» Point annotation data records
◆ ◆ ◆ ◆
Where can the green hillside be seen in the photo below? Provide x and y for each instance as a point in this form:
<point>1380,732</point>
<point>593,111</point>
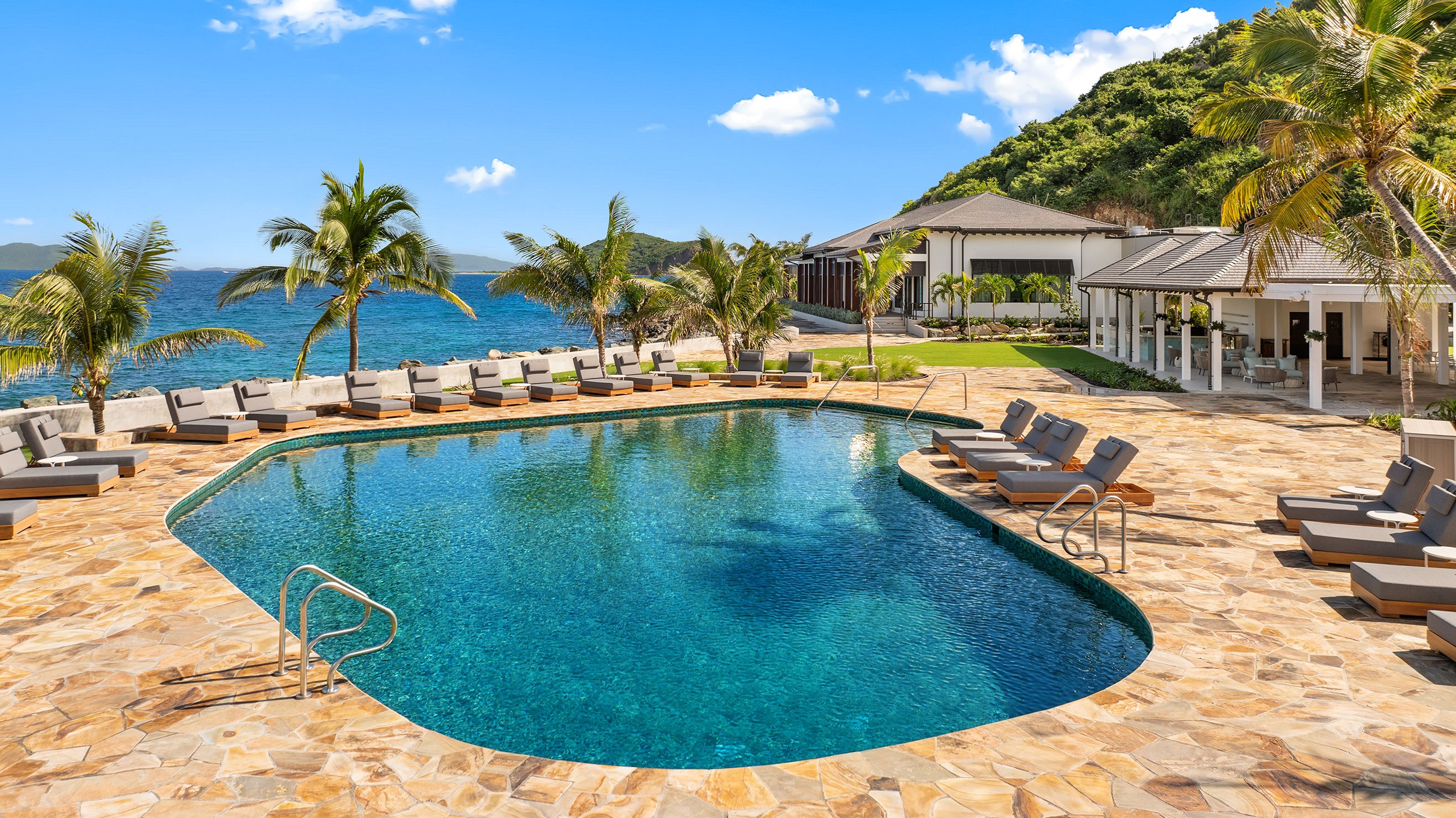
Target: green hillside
<point>21,255</point>
<point>1126,152</point>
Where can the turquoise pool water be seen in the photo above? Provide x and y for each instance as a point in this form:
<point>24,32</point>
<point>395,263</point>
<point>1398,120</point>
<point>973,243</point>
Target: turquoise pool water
<point>706,590</point>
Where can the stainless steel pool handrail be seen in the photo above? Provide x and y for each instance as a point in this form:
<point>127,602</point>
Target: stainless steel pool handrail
<point>966,393</point>
<point>283,609</point>
<point>842,377</point>
<point>1066,533</point>
<point>308,645</point>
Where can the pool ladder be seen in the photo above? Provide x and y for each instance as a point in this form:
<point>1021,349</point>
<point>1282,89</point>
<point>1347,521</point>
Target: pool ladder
<point>308,645</point>
<point>1068,543</point>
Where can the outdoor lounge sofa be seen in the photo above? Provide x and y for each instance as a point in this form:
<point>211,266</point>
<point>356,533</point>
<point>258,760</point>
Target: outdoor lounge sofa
<point>1407,482</point>
<point>750,369</point>
<point>1018,416</point>
<point>1062,443</point>
<point>486,377</point>
<point>1340,543</point>
<point>193,423</point>
<point>800,372</point>
<point>541,385</point>
<point>664,363</point>
<point>57,481</point>
<point>592,381</point>
<point>255,399</point>
<point>1031,443</point>
<point>43,434</point>
<point>430,392</point>
<point>1110,459</point>
<point>17,516</point>
<point>630,367</point>
<point>1404,590</point>
<point>1441,634</point>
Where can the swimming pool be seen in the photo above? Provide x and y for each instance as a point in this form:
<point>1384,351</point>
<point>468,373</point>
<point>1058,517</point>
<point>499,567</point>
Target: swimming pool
<point>710,590</point>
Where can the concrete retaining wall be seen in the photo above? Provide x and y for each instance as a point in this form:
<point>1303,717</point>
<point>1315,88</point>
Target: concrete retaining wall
<point>142,413</point>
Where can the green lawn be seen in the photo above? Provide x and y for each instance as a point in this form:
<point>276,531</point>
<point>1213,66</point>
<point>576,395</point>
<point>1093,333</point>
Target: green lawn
<point>985,354</point>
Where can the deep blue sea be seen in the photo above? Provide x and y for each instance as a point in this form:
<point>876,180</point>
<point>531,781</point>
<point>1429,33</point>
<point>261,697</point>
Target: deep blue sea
<point>392,328</point>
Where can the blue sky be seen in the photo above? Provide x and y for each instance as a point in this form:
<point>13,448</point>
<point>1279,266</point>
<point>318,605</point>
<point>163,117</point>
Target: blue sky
<point>216,115</point>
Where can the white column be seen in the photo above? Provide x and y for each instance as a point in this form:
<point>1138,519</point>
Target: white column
<point>1317,357</point>
<point>1187,335</point>
<point>1356,338</point>
<point>1159,334</point>
<point>1216,341</point>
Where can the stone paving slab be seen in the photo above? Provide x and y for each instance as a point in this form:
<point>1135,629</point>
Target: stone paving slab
<point>134,677</point>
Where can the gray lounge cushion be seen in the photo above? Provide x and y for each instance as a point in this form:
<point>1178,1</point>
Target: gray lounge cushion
<point>14,511</point>
<point>1406,583</point>
<point>283,415</point>
<point>1366,540</point>
<point>379,405</point>
<point>216,427</point>
<point>1443,625</point>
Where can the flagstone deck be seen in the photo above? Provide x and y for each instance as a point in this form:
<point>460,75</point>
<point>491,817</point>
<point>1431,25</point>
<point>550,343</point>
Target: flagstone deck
<point>134,680</point>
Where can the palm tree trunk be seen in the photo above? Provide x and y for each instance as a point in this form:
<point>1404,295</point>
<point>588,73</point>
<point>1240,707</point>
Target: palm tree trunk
<point>1433,254</point>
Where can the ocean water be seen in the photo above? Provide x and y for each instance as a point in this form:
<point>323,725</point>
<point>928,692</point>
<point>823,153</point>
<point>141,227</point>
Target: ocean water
<point>710,590</point>
<point>392,328</point>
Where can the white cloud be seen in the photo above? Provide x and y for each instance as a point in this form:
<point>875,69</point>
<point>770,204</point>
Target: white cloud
<point>781,113</point>
<point>318,21</point>
<point>974,127</point>
<point>1034,83</point>
<point>479,178</point>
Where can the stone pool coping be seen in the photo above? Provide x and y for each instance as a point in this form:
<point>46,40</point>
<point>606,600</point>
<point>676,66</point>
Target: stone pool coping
<point>130,677</point>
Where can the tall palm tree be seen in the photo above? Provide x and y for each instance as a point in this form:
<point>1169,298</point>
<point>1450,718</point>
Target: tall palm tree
<point>1037,287</point>
<point>582,287</point>
<point>1340,91</point>
<point>366,244</point>
<point>86,313</point>
<point>880,276</point>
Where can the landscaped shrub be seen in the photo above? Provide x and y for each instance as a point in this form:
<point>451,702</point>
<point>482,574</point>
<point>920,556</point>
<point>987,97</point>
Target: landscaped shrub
<point>1123,376</point>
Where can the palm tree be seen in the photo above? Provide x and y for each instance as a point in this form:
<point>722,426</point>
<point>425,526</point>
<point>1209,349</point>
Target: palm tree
<point>994,286</point>
<point>1037,287</point>
<point>880,277</point>
<point>1340,91</point>
<point>91,310</point>
<point>366,244</point>
<point>582,287</point>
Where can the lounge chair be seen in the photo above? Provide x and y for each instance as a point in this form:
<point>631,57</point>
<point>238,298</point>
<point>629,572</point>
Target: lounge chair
<point>430,392</point>
<point>43,434</point>
<point>1407,482</point>
<point>664,363</point>
<point>193,423</point>
<point>630,367</point>
<point>1110,459</point>
<point>1018,416</point>
<point>592,381</point>
<point>1441,634</point>
<point>1404,590</point>
<point>750,369</point>
<point>486,377</point>
<point>541,385</point>
<point>1061,446</point>
<point>800,372</point>
<point>367,398</point>
<point>1031,443</point>
<point>1340,543</point>
<point>255,399</point>
<point>56,481</point>
<point>17,516</point>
◆ ◆ ◆ ◆
» Your goal
Extract every line of the data above verbatim, leaving out the pictures.

» Exercise response
Where can the green hillside be seen in the photo below? Provide x and y for each instance as a point in this form:
<point>1380,732</point>
<point>593,111</point>
Target: green hillside
<point>21,255</point>
<point>1126,152</point>
Where can the turquoise pool water be seen in the photo above? Provide x and y for each instance as a point in this form:
<point>24,32</point>
<point>395,263</point>
<point>1398,120</point>
<point>973,243</point>
Target: turquoise pool water
<point>706,590</point>
Where can the stainless steel pool handrail be seen in the photo above? Provide x and y for each instance as a point in this form:
<point>127,602</point>
Target: stainless steel pool handrail
<point>966,393</point>
<point>283,609</point>
<point>842,377</point>
<point>1066,533</point>
<point>308,645</point>
Where can the pool ladder be seen in the photo above? Provide x and y for each instance as a point in this form:
<point>1021,349</point>
<point>1282,89</point>
<point>1347,521</point>
Target: pool ladder
<point>308,645</point>
<point>1068,543</point>
Where can the outdoor lounge sofa be seen in the photo above? Provide x and y for each instance as a point in this form:
<point>211,266</point>
<point>356,533</point>
<point>258,760</point>
Target: outdoor lounge sofa
<point>1407,482</point>
<point>750,369</point>
<point>1018,416</point>
<point>1062,443</point>
<point>486,377</point>
<point>1340,543</point>
<point>193,423</point>
<point>800,372</point>
<point>541,385</point>
<point>664,363</point>
<point>57,481</point>
<point>592,381</point>
<point>255,399</point>
<point>1031,443</point>
<point>43,434</point>
<point>430,392</point>
<point>1110,459</point>
<point>17,516</point>
<point>630,367</point>
<point>1404,590</point>
<point>1441,634</point>
Where can the swimming pool be seen in the photo above? Provide x and y for each instance as a point in this form:
<point>1384,351</point>
<point>468,373</point>
<point>1058,517</point>
<point>499,567</point>
Target: swimming pool
<point>710,590</point>
Where can the concrete retaining wall be seen in the photo above? Provide x and y for each instance as a point in this form:
<point>1303,717</point>
<point>1315,88</point>
Target: concrete retaining wall
<point>142,413</point>
Where can the green lawn be seen in the photo above? Provide x and y for each instance as a point in this form:
<point>276,531</point>
<point>1213,66</point>
<point>576,395</point>
<point>1093,333</point>
Target: green lawn
<point>985,354</point>
Where can the deep blue sea be seen in the photo above? Provide x and y for each instance as a point in this form:
<point>876,180</point>
<point>531,781</point>
<point>1429,33</point>
<point>261,697</point>
Target: deep blue sea
<point>392,328</point>
Where can the blue sky be seen in the photo above? Provide x and y for each instance as a point in this form:
<point>13,448</point>
<point>1279,266</point>
<point>318,605</point>
<point>163,117</point>
Target: blue sky
<point>216,115</point>
Where can the white column be seen in the photo above? Provide x and y for each instance as a point in this form:
<point>1138,519</point>
Target: white column
<point>1317,357</point>
<point>1187,335</point>
<point>1356,338</point>
<point>1159,334</point>
<point>1216,341</point>
Where can the stone paving slab be seen in the photo above? Provide x and y for each instance as a point in this form:
<point>1135,629</point>
Target: stone paving slab
<point>134,677</point>
Where can the gray lounge cushion be seen in the photo above? Provide x and y for each instance as a point in this form:
<point>1178,1</point>
Target: gray lounge cushion
<point>14,511</point>
<point>1406,583</point>
<point>283,415</point>
<point>1366,540</point>
<point>379,405</point>
<point>216,427</point>
<point>1443,625</point>
Where can the flagstone deck be seen in the photo above? Provide x and y for each instance as a point in this form:
<point>460,75</point>
<point>491,817</point>
<point>1431,25</point>
<point>550,343</point>
Target: flagstone deck
<point>134,680</point>
Where can the palm tree trunk be seen in the photo above? Provide x and y for each instance as a point in this form:
<point>1404,295</point>
<point>588,73</point>
<point>1240,707</point>
Target: palm tree trunk
<point>1433,254</point>
Where can the ocean water be seen in the photo above? Provide x and y for each instance as a point in this form:
<point>323,725</point>
<point>928,692</point>
<point>823,153</point>
<point>141,227</point>
Target: ocean water
<point>710,590</point>
<point>392,328</point>
Where can the white cloud be seen in the photo above? Provide x and y for each instance as a point in this form:
<point>875,69</point>
<point>770,204</point>
Target: white cloud
<point>781,113</point>
<point>318,21</point>
<point>974,127</point>
<point>1034,83</point>
<point>479,178</point>
Where can the stone pool coping be seen in the photo above? Provide x and y for each instance as a point in this form:
<point>46,40</point>
<point>606,600</point>
<point>676,66</point>
Target: stone pool coping
<point>130,677</point>
Where can the tall palm tree be seen in the photo above? Provide x and y for each instance as a point in this form:
<point>1169,298</point>
<point>1450,718</point>
Target: tall palm tree
<point>1037,287</point>
<point>582,287</point>
<point>1340,91</point>
<point>366,244</point>
<point>86,313</point>
<point>880,276</point>
Where can the landscaped shrub be seen in the photo above? Provide x and y for each instance as a point in this form:
<point>451,702</point>
<point>482,574</point>
<point>920,556</point>
<point>987,97</point>
Target: landscaped shrub
<point>1123,376</point>
Where can the palm tree be seen in the photo above? Provide x and y for each instance as a point in this form:
<point>722,426</point>
<point>425,526</point>
<point>1209,349</point>
Target: palm tree
<point>994,286</point>
<point>1037,287</point>
<point>880,277</point>
<point>1340,91</point>
<point>91,310</point>
<point>366,244</point>
<point>582,287</point>
Where can the lounge chair be seen in the photo above? Provide x and y for each instance as a point in this form:
<point>631,57</point>
<point>238,298</point>
<point>629,572</point>
Target: lounge chair
<point>430,392</point>
<point>43,434</point>
<point>1407,482</point>
<point>664,363</point>
<point>193,423</point>
<point>630,367</point>
<point>1110,459</point>
<point>1018,416</point>
<point>592,381</point>
<point>1441,634</point>
<point>1404,590</point>
<point>750,369</point>
<point>486,377</point>
<point>541,385</point>
<point>1061,446</point>
<point>800,372</point>
<point>367,398</point>
<point>1031,443</point>
<point>1340,543</point>
<point>255,399</point>
<point>56,481</point>
<point>17,516</point>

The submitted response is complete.